Задания -
A - Назовите все регионы, которые отрывок перечисляет в скобках после слов «в других представлен единичными записями».
B - Выпишите, пожалуйста, из записей каждую строку, где встречается слово «residential». Регистр букв учитывается.

***** Отрывок *****

Василий Игнатьевич и Батыга (фр.)

Былины Печоры. СПб., 2001. Т. 2. (Свод русского фольклора)


[с. 469:]

ВАСИЛИЙ ИГНАТЬЕВИЧ И БАТЫГА (№ 196-213)

Почти все записи былины о Василии Игнатьевиче сделаны на европейском Севере России, однако степень ее популярности не везде одинакова. В некоторых регионах этот сюжет занимает одно из первых мест в репертуаре былинщиков (Восточное Прионежье, Кулой, Мезень, Печора), в других представлен единичными записями (Выгозеро, Западное Прионежье, Кенозеро, Пинега, Зимний берег).

В свое время А. М. Астахова выделила две версии сюжета. «Варианты былины распадаются на две четко обозначенные группы: онежскую и мезенско-печорскую (к последней примыкают варианты пинежский и золотницкий). В онежских сюжет более прост и четок. В Киеве при нашествии Батыги не оказывается богатырей. Василий „упьянсливый“, „голь кабацкая“, стреляет по шатру врага и убивает „три лучшие головушки“: Батыга требует выдачи виновного. Василий едет к Батыге, обещает отдать ему Киев, получает от него рать и избивает ее. В мезенско-печорских вариантах сюжет осложнен взаимоотношением Василия и князя с боярами, в силу чего былина насыщается элементами социального протеста» (Аст., I, с. 561).

***** Исходные данные *****

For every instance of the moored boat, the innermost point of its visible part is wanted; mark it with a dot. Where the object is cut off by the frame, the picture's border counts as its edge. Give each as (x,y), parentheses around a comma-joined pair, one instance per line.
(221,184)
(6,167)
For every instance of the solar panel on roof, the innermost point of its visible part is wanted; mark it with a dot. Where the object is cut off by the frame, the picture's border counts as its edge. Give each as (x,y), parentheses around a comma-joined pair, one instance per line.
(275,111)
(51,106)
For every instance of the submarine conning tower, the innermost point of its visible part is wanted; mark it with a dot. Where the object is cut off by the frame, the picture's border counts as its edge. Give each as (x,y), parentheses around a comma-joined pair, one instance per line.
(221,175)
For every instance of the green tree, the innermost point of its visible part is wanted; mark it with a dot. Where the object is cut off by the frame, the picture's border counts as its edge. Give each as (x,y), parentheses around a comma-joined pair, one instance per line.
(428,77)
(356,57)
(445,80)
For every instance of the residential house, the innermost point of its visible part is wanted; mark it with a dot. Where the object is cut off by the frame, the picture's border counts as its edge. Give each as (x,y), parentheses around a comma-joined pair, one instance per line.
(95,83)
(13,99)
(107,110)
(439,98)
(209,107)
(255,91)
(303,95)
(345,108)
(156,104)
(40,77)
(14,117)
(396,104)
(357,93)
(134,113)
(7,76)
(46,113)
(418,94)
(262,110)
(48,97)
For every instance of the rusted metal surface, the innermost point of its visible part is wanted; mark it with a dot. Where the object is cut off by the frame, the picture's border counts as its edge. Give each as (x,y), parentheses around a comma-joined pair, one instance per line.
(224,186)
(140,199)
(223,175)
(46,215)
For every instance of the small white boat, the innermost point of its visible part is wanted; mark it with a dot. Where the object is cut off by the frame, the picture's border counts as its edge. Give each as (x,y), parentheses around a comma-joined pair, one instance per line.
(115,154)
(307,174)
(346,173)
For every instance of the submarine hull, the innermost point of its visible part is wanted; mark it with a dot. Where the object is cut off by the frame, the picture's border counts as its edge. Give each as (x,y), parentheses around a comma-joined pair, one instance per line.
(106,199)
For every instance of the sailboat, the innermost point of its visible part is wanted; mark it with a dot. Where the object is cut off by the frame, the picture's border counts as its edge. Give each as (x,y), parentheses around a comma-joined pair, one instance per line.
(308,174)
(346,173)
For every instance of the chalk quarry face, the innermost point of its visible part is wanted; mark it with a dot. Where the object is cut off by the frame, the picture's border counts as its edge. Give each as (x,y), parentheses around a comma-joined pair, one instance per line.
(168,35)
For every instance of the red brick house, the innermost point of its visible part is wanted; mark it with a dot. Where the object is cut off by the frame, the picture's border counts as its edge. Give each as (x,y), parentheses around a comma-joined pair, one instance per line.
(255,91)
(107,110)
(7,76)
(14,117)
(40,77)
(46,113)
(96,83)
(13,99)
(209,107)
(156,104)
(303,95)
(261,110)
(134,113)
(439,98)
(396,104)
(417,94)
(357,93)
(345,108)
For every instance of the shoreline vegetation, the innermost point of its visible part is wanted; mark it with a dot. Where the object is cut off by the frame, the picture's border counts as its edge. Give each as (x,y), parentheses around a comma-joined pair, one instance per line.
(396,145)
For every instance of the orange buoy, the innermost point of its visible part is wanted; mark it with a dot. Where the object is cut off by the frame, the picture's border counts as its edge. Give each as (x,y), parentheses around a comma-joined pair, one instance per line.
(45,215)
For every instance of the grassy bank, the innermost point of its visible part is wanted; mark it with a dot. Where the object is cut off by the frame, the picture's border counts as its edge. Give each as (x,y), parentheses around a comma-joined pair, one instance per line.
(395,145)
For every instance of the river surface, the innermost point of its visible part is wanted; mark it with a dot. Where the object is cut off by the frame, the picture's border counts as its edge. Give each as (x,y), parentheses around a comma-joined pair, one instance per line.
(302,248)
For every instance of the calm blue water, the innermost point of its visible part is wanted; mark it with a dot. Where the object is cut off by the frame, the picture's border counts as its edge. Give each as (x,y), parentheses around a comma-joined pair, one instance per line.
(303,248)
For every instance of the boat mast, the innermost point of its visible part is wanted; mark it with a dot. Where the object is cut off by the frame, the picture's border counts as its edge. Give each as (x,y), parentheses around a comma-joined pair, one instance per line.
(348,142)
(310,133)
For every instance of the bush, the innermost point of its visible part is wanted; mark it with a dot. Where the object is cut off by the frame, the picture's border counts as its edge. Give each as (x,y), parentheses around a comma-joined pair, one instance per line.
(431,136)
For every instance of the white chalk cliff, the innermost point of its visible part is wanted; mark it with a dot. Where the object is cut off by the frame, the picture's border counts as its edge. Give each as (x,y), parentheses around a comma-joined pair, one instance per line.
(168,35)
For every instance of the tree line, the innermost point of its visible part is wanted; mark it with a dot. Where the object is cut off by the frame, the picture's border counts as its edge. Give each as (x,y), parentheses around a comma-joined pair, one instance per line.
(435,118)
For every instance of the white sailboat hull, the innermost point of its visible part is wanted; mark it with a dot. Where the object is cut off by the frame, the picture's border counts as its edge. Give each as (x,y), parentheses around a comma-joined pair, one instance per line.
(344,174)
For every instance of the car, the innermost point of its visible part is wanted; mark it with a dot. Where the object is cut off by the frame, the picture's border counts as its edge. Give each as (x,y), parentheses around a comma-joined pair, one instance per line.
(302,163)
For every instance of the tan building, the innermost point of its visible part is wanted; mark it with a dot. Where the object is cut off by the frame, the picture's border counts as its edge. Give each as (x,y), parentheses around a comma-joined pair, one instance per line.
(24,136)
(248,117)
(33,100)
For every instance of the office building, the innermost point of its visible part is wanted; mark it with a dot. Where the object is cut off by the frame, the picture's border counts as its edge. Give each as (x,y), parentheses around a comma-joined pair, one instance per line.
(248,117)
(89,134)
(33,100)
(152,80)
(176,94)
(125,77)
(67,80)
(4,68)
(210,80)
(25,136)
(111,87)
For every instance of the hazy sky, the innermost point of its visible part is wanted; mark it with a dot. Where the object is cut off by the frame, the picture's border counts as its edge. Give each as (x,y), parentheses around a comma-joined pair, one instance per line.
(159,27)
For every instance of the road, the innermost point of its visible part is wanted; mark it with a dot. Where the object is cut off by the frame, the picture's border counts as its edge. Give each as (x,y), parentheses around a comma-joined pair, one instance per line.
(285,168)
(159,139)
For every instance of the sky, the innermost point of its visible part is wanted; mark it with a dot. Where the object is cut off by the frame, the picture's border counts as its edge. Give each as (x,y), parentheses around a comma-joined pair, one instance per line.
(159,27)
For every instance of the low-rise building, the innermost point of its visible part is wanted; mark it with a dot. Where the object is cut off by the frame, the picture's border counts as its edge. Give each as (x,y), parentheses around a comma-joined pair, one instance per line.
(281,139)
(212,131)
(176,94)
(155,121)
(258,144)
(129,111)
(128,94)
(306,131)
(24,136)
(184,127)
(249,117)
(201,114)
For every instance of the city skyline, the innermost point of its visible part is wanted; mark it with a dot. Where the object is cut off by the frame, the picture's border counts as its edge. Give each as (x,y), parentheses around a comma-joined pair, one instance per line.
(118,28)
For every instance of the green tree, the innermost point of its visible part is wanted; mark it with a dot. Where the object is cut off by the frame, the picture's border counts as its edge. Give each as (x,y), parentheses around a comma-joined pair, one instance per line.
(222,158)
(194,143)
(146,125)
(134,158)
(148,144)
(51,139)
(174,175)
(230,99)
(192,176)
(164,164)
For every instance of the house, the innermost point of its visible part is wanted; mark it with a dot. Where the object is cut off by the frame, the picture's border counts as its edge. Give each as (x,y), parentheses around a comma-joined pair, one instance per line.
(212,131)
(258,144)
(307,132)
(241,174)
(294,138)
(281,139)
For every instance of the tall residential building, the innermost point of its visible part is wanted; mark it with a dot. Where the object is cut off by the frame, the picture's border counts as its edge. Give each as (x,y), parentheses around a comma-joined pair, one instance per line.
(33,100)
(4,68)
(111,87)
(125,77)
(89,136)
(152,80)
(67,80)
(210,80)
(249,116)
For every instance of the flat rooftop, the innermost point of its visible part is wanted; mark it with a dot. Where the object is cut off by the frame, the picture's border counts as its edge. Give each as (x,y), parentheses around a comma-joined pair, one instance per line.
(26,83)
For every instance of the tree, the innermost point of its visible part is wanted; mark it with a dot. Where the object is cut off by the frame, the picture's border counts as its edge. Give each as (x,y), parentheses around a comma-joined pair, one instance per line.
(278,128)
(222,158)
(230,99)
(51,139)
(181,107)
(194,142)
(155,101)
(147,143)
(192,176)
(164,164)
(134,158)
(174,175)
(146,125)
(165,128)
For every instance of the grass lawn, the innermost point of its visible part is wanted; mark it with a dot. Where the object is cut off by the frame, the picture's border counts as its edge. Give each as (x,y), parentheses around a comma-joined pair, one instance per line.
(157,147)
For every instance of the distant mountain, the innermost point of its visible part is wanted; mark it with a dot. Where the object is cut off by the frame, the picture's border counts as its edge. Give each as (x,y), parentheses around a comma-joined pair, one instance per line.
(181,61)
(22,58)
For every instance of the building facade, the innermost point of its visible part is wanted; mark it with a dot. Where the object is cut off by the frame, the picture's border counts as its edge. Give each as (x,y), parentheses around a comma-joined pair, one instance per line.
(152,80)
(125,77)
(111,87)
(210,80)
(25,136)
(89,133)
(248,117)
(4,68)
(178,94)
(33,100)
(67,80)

*****

Ответы к заданиям -
A - Выгозеро, Западное Прионежье, Кенозеро, Пинега, Зимний берег.

B -
For every instance of the residential house, the innermost point of its visible part is wanted; mark it with a dot. Where the object is cut off by the frame, the picture's border counts as its edge. Give each as (x,y), parentheses around a comma-joined pair, one instance per line.
For every instance of the tall residential building, the innermost point of its visible part is wanted; mark it with a dot. Where the object is cut off by the frame, the picture's border counts as its edge. Give each as (x,y), parentheses around a comma-joined pair, one instance per line.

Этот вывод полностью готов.